═══ DATA TO PROCESS
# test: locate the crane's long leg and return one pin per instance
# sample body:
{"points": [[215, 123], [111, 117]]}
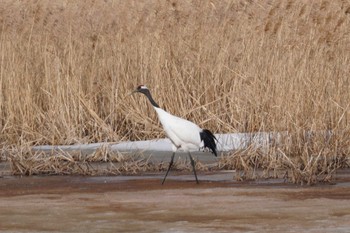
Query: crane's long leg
{"points": [[170, 164], [193, 166]]}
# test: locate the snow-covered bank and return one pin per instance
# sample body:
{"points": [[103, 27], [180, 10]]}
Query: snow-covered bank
{"points": [[226, 142]]}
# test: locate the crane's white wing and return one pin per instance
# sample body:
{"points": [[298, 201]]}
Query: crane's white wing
{"points": [[181, 132]]}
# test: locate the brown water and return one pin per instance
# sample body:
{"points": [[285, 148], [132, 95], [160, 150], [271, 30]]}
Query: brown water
{"points": [[142, 204]]}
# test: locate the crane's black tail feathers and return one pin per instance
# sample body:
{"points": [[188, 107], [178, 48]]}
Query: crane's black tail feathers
{"points": [[209, 140]]}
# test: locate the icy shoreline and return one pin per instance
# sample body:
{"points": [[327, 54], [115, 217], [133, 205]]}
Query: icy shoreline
{"points": [[226, 142]]}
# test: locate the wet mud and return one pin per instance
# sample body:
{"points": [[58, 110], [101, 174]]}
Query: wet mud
{"points": [[142, 204]]}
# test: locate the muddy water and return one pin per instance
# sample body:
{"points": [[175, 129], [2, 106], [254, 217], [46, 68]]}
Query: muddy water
{"points": [[141, 204]]}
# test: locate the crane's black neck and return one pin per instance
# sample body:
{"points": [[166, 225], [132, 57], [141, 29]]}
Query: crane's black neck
{"points": [[147, 93]]}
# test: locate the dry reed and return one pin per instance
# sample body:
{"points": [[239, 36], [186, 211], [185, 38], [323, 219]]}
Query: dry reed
{"points": [[231, 66]]}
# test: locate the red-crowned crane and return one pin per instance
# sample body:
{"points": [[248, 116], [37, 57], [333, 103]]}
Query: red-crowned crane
{"points": [[182, 133]]}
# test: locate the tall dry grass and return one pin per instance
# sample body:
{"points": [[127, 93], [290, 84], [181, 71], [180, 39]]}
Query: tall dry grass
{"points": [[232, 66]]}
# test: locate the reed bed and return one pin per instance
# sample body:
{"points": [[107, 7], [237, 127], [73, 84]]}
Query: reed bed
{"points": [[66, 68]]}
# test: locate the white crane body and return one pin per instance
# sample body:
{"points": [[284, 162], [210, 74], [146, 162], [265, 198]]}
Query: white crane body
{"points": [[183, 134]]}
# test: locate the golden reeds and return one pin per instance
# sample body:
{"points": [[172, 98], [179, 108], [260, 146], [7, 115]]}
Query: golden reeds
{"points": [[231, 66]]}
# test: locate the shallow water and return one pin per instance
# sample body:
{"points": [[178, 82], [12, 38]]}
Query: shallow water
{"points": [[142, 204]]}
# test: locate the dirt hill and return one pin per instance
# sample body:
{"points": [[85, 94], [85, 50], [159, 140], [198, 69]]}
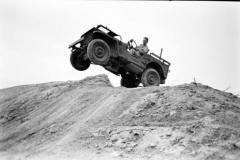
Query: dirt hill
{"points": [[91, 119]]}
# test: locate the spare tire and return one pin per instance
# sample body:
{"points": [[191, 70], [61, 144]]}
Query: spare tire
{"points": [[150, 77], [77, 61], [98, 52]]}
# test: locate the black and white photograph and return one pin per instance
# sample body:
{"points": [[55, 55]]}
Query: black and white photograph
{"points": [[119, 80]]}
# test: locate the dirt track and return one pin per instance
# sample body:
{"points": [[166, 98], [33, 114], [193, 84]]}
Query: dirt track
{"points": [[90, 119]]}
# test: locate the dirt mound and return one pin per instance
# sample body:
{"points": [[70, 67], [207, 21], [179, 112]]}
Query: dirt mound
{"points": [[90, 119]]}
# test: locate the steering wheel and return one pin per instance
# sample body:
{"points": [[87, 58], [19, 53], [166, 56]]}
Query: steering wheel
{"points": [[130, 44]]}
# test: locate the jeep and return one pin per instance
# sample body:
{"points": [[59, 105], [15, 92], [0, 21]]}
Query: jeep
{"points": [[101, 46]]}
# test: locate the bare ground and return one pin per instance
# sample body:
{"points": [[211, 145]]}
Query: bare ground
{"points": [[91, 120]]}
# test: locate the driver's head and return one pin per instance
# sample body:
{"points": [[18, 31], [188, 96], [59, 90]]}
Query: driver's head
{"points": [[145, 40]]}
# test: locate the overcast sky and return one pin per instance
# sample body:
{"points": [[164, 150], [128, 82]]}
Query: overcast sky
{"points": [[200, 39]]}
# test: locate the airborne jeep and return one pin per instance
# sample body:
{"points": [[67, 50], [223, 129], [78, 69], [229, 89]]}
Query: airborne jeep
{"points": [[103, 47]]}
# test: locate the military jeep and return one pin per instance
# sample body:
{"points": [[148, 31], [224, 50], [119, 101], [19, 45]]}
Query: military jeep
{"points": [[101, 46]]}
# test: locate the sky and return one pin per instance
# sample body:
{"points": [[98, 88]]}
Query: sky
{"points": [[200, 39]]}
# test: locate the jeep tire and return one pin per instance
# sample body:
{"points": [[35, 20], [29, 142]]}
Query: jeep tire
{"points": [[78, 61], [98, 52], [150, 77]]}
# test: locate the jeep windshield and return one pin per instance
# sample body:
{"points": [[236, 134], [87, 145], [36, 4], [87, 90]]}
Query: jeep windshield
{"points": [[109, 32]]}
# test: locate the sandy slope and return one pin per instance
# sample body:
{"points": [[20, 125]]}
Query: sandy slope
{"points": [[90, 119]]}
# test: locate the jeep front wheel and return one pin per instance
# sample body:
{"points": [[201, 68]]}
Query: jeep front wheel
{"points": [[98, 52], [78, 61], [150, 77]]}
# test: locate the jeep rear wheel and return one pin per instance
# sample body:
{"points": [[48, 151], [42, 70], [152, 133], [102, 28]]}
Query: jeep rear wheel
{"points": [[150, 77], [78, 62], [127, 83], [98, 52]]}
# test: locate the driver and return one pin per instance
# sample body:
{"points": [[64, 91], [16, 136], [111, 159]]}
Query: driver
{"points": [[141, 49]]}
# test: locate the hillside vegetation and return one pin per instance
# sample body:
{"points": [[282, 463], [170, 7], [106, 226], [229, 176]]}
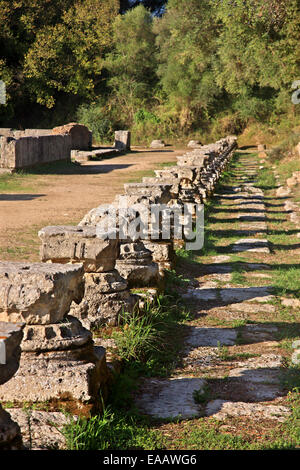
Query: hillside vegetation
{"points": [[202, 68]]}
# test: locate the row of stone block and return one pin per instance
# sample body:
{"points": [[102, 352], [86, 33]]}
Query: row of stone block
{"points": [[85, 277]]}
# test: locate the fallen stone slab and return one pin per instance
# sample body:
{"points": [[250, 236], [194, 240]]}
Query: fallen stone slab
{"points": [[157, 144], [223, 409], [170, 398], [232, 295], [259, 378], [208, 336], [38, 293], [251, 245]]}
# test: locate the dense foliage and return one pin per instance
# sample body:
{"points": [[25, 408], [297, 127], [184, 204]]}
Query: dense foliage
{"points": [[167, 68]]}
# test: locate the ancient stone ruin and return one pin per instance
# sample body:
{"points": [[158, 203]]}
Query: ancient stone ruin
{"points": [[58, 356], [10, 339], [23, 149], [86, 274]]}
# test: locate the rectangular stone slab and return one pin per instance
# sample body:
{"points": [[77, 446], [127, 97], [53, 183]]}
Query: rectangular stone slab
{"points": [[38, 293], [68, 244], [11, 335]]}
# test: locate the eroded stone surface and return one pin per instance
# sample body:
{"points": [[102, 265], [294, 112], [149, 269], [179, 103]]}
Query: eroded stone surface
{"points": [[38, 293], [209, 336], [170, 398], [223, 409], [41, 430], [79, 244], [77, 374]]}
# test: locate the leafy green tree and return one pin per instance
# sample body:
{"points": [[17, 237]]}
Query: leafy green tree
{"points": [[186, 36], [68, 56], [132, 64], [258, 56]]}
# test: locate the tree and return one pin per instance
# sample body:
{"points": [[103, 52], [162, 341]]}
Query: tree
{"points": [[155, 6], [186, 36], [132, 64], [68, 56]]}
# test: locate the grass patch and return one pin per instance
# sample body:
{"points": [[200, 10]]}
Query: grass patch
{"points": [[110, 431], [16, 182], [151, 339], [266, 179]]}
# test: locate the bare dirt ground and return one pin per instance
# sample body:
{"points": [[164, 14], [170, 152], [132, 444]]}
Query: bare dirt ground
{"points": [[62, 194]]}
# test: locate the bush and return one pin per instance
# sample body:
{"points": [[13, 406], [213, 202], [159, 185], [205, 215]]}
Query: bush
{"points": [[93, 116]]}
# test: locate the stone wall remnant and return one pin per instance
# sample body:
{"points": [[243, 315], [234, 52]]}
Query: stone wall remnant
{"points": [[58, 355], [81, 137], [11, 337]]}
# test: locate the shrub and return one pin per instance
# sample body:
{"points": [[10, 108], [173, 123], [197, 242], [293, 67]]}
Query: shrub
{"points": [[93, 116]]}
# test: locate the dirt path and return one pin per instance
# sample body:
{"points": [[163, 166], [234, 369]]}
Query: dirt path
{"points": [[235, 367], [63, 193]]}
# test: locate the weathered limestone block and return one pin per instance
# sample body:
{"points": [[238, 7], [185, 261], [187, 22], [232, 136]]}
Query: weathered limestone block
{"points": [[194, 144], [136, 266], [11, 337], [261, 147], [6, 132], [81, 137], [75, 374], [160, 191], [65, 335], [157, 144], [78, 244], [174, 182], [162, 253], [38, 293], [176, 172], [191, 159], [98, 214], [122, 140], [10, 434], [106, 297]]}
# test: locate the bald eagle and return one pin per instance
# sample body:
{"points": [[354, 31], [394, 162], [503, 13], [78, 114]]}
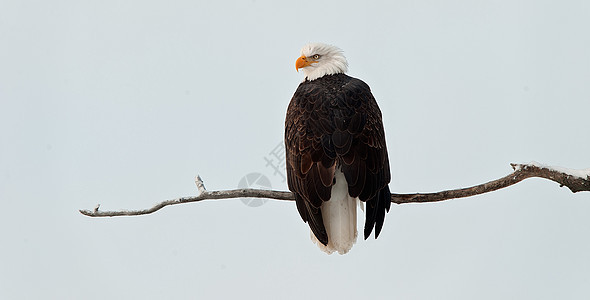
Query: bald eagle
{"points": [[335, 150]]}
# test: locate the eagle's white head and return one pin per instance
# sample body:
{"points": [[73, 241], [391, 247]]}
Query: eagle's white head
{"points": [[319, 59]]}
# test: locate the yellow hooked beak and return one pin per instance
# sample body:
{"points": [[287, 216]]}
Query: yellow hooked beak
{"points": [[303, 62]]}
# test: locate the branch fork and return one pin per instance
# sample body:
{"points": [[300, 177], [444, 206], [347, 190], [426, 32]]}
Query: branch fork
{"points": [[574, 180]]}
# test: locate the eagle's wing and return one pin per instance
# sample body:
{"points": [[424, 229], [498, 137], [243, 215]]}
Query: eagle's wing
{"points": [[342, 128]]}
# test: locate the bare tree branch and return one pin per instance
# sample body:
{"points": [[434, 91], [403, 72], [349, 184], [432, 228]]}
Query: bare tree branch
{"points": [[575, 180]]}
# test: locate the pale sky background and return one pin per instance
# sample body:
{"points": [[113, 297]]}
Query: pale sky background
{"points": [[122, 103]]}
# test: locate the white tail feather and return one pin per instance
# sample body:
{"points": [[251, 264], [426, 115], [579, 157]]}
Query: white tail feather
{"points": [[339, 214]]}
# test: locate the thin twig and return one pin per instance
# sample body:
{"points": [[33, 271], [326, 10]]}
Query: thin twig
{"points": [[573, 180]]}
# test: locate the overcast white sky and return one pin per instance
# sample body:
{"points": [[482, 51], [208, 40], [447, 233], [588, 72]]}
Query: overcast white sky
{"points": [[123, 103]]}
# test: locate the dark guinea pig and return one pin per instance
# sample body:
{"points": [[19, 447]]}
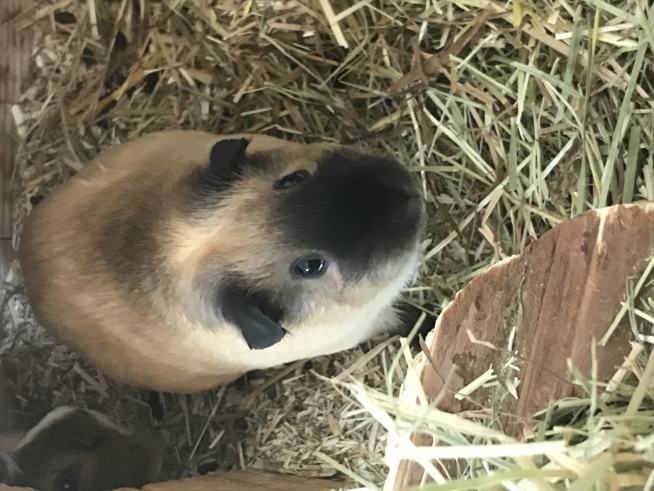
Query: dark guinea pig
{"points": [[74, 449], [181, 260]]}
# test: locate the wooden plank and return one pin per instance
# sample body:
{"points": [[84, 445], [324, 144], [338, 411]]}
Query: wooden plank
{"points": [[245, 480], [15, 59]]}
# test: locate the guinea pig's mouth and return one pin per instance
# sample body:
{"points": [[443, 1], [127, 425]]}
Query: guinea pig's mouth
{"points": [[255, 313]]}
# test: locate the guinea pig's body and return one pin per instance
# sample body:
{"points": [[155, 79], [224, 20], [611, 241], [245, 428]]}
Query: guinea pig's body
{"points": [[73, 449], [181, 260]]}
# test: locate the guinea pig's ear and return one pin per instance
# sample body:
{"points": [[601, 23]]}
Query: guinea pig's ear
{"points": [[254, 313], [226, 161]]}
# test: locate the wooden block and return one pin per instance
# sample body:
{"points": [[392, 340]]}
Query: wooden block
{"points": [[246, 480], [562, 292]]}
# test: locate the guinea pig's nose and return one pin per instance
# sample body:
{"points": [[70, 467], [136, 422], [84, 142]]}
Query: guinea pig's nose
{"points": [[407, 208]]}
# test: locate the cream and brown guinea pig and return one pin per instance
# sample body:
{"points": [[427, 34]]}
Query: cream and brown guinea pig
{"points": [[181, 260], [73, 449]]}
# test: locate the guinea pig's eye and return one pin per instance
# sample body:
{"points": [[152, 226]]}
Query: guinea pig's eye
{"points": [[292, 179], [66, 481], [309, 267]]}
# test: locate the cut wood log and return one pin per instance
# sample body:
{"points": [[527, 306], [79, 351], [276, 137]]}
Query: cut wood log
{"points": [[543, 307]]}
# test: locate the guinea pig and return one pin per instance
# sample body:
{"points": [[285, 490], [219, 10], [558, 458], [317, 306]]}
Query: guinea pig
{"points": [[73, 449], [181, 260]]}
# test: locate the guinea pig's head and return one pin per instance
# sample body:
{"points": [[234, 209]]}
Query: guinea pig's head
{"points": [[300, 233], [73, 449]]}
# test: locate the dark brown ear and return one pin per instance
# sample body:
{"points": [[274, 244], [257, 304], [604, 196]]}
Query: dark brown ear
{"points": [[254, 313], [226, 161]]}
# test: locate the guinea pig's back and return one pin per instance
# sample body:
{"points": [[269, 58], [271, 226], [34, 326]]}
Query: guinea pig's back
{"points": [[78, 297]]}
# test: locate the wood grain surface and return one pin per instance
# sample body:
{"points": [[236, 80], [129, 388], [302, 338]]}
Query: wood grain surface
{"points": [[562, 292]]}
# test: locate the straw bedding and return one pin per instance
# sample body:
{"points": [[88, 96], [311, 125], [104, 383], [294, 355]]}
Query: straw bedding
{"points": [[513, 116]]}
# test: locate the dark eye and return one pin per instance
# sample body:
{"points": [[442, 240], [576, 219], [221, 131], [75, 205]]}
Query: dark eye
{"points": [[309, 267], [66, 481], [292, 179]]}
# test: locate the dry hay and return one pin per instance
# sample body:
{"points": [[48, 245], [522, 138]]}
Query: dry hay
{"points": [[515, 116]]}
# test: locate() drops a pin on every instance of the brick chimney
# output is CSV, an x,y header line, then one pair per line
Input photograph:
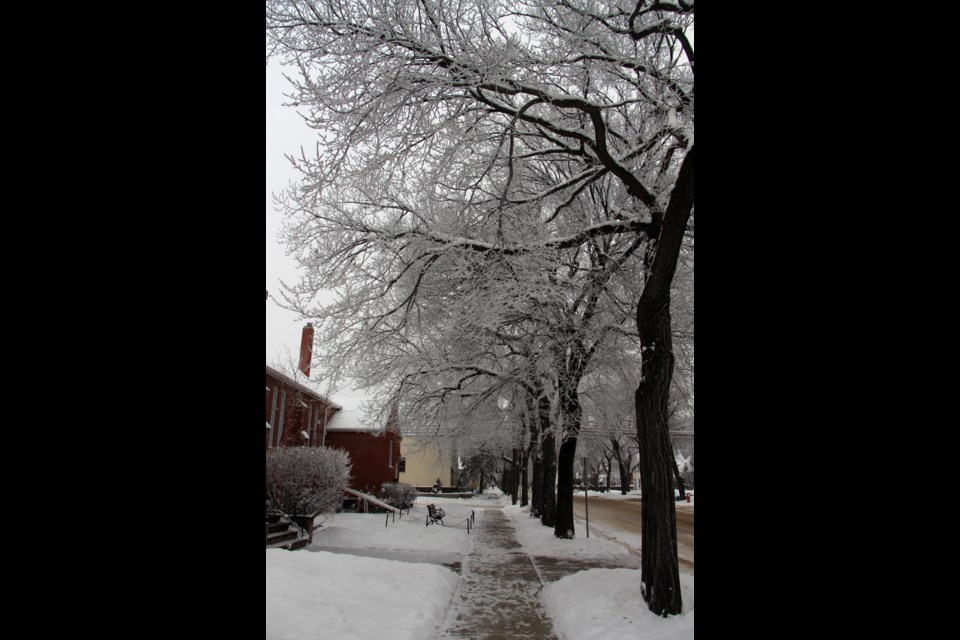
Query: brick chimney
x,y
306,349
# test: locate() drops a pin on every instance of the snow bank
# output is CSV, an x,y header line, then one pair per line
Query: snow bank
x,y
605,603
325,595
540,540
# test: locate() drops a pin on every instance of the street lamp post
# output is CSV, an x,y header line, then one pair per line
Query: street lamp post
x,y
586,508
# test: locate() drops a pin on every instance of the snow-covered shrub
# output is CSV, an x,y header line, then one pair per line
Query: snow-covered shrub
x,y
398,494
306,480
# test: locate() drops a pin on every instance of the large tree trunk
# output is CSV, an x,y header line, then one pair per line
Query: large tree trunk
x,y
660,572
523,477
548,466
536,497
536,448
548,479
570,419
624,472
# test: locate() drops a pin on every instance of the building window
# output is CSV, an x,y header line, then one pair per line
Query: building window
x,y
273,416
283,411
══════
■ WHAT IS EXPECTED:
Which lines of the entries contain "drops"? Count them and write only the number.

■ ANSWER BELOW:
6